**Task instructions:**
Your copy should match the entries below exactly, apart from the images.

Point localization data
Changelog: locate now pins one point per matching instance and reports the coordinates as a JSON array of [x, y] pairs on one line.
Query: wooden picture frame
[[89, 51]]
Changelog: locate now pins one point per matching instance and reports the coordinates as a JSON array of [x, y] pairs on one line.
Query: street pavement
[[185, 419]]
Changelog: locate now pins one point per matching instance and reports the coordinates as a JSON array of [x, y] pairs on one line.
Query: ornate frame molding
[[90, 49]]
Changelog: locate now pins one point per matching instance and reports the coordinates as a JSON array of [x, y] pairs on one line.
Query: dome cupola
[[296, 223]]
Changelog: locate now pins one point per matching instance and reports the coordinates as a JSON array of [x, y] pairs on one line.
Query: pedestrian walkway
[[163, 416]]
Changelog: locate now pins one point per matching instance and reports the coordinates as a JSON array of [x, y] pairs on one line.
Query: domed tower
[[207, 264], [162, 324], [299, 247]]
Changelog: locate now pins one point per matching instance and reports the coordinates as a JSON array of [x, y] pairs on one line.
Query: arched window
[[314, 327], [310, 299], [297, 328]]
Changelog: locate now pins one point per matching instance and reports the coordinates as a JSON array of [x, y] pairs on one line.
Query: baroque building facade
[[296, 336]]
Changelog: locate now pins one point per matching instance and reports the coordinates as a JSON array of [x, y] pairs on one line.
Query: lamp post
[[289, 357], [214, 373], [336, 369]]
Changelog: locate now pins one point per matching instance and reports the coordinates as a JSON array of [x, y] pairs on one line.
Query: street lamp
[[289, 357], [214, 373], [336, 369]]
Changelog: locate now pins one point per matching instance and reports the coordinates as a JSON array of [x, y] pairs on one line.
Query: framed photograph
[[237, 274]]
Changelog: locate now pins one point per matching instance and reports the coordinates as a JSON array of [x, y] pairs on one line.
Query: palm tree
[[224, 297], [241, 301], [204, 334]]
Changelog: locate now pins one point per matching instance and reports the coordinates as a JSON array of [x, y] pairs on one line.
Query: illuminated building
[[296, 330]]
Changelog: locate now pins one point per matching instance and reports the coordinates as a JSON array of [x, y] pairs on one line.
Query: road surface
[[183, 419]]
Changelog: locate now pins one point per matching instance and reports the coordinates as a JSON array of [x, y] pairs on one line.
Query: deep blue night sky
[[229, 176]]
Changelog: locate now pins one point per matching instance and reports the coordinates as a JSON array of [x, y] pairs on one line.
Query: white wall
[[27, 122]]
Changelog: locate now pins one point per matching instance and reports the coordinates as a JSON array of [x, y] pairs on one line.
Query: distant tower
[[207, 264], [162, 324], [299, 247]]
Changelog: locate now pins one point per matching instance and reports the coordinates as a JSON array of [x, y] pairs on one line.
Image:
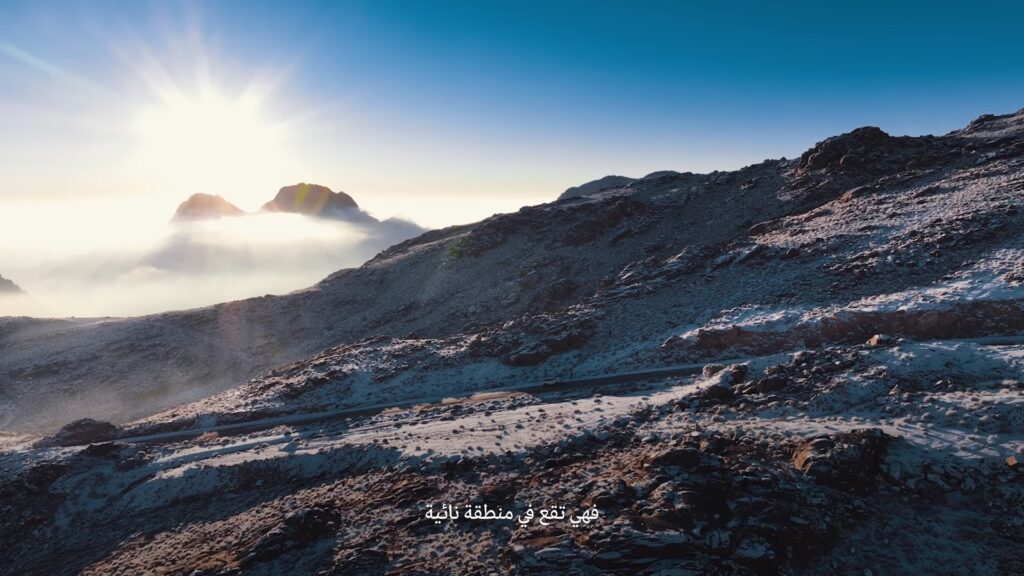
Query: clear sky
[[448, 111]]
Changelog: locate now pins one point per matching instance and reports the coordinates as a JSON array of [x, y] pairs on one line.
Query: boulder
[[81, 432], [849, 460]]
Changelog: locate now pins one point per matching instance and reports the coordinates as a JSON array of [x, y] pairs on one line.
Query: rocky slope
[[594, 187], [859, 311], [863, 223]]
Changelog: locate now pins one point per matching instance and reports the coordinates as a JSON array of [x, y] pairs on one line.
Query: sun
[[211, 142]]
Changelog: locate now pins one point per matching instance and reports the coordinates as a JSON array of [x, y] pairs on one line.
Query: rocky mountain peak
[[206, 206], [594, 187], [310, 199], [8, 287]]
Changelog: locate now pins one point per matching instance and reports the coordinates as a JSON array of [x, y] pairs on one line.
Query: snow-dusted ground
[[819, 455]]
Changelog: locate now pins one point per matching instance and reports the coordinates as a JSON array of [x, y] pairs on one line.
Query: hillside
[[862, 220], [855, 316]]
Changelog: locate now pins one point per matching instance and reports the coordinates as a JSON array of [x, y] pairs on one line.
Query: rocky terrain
[[858, 313], [7, 286], [315, 200], [206, 206]]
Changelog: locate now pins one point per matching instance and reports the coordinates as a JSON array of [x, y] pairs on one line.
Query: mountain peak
[[594, 187], [206, 206], [8, 287], [310, 199]]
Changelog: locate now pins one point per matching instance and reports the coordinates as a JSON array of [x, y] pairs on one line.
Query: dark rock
[[849, 460], [683, 457], [770, 383], [594, 187], [81, 432]]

**Your solution:**
Changelog: locate now pins one point per matching instance and reports the coordinates as a JSON array of [x, y] pairs on one line.
Query: wooden picture frame
[[89, 51]]
Changelog: locate now pins one point per matching instance and reports the coordinates as a JSON array of [x, y] pairs on one line.
Query: street pavement
[[185, 419]]
Changelog: locate now pins one point per matching instance and reports the coordinates as a JSON array of [x, y] pairs on one line.
Query: ornate frame molding
[[90, 49]]
Changelog: locate now pins one point per matching instance and reports the coordinates as a JSON array of [x, y] pairs on one line.
Query: dome cupola
[[296, 223]]
Changelog: locate now pins one point per matching instance and reports the coordinates as a JSON array of [x, y] pairs on one line.
Query: pedestrian walkway
[[163, 416]]
Changelog: locate now pins one point per matching instance and reports the coordinates as a JSON array of [x, y] pairs on one line.
Query: domed tower
[[207, 264], [162, 324], [299, 247]]
Changelog: locate now pins one point per matching instance and reports the coordinates as a JSON array of [x, y] pairs on one line.
Query: arched window
[[314, 327], [310, 299], [297, 328]]
Changelog: locate now pins one point per matching instance and reports the coordinates as a JSON array of [x, y] pairs on one line.
Query: baroque building facade
[[296, 336]]
Changelog: locate now pins one point per matching instance and reports the coordinates as a JSON array of [x, y] pairs on one line.
Query: lamp post
[[289, 357], [214, 373], [336, 369]]
Changelog: locate now pins one point per matching instance and reports the coordinates as a JSON array of [x, y] pairs on one line.
Query: street lamp
[[289, 357], [214, 373], [336, 369]]
Changelog: locate now pins one point per matching instance and reports the coordinates as a JSON array of [x, y] pairs on one line.
Query: framed photograph
[[237, 274]]
Changelog: locate now pins one point per matching instance and reports the coordinates as a JSON array of [x, y] pairs on one line.
Query: palm tree
[[224, 297], [241, 301], [204, 334]]
Changelog: locate now pins one point per matching instance and reports the coordinates as a JSON array of [x, y] pairs on one line.
Query: illuminated building
[[296, 330]]
Changelog: locate now pins one point per matching instance and reports the coordinates as a JSON array of [x, y] pairs on one line.
Query: road surface
[[183, 419]]
Changelog: locate now pins one point per matching instance and reports the coordinates as a JSON array of [x, y] pairs on one line.
Query: deep blue night sky
[[229, 176]]
Changelog: locate now pins one point per matching instance and reports the coordinates as a JSON array of [x, y] pairs on one line.
Query: white wall
[[27, 122]]
Changelog: locate now pins one point per matching instance and reports the coordinates as a JSON array of [x, y] pairs on one line.
Query: distant tower
[[207, 264], [162, 324], [299, 247]]
Changelog: locate now pins one point per matching instance and reports the coordinates as a JSON array of [x, y] pairs on one line.
Image:
Query: clear sky
[[448, 111]]
Changelog: locate now pins one point per matching instance and reports the coordinates as a JSON array of [x, y] pairs on one line.
Query: boulder
[[81, 432], [849, 460]]
Changelog: locate now pins one point per matching instance and reports the coordinates as a JSON array of [x, y] pairs on one line.
Query: rocky slope
[[594, 187], [859, 311], [863, 223]]
Changelog: locate now pins one point per matching instance and reports the coordinates as a JSON array of [x, y] pairs on one line.
Query: sun
[[211, 142]]
Changelog: locate now pins one point per matching instance and reports the coordinates as a JSON array of [x, y] pairs on one line.
Query: rocky mountain peak
[[206, 206], [594, 187], [310, 199], [8, 287]]
Changelog: locate now pins one point per matching instance and reports the coordinates as a JSON array of [x, y] pairs on one line.
Query: snow-dusted ground
[[819, 455]]
Changelog: locate now pins one point per matching instance and reports the coordinates as a JSON array of [x, y] pairs on one line.
Query: hillside
[[862, 220], [855, 316]]
Changelog: locate now pins one point per matching instance and reports the coordinates as a JSON array of [x, y] pairs on one line.
Query: rocky terrain
[[858, 313], [7, 286], [315, 200], [206, 206]]
Changelog: locate now pins one point per matching instance and reports the coordinates as a JSON array of [x, y] pairs on one line.
Query: mountain peak
[[594, 187], [206, 206], [8, 287], [310, 199]]
Changelog: locate now pins one point per matching instance and reports the coordinates as a JSON array of [x, y] pairs on one line.
Query: dark rock
[[849, 460], [683, 457], [770, 383], [594, 187], [81, 432]]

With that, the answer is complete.